AIM OF THE TASK: Rewrite every line of the items below, requests included. Multiply each point coordinate in the answers by 0.8 and round it to a whole number, with halves rounded up, but keep the numbers in the requests and their format samples unchanged; leave the pictures out.

(Stored entries)

·····

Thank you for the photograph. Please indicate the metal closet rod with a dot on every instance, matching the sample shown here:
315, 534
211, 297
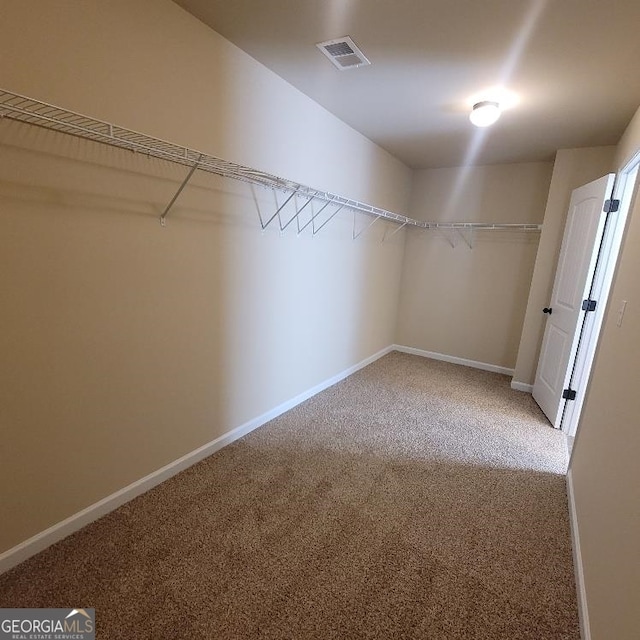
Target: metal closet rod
24, 109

·····

ANSWER TO THIS PROBLEM:
Thank you for the photograph. Please indicate the metal closet rod with a dot on every instance, matching the sample shown here:
315, 534
211, 297
Target: metal closet rod
19, 87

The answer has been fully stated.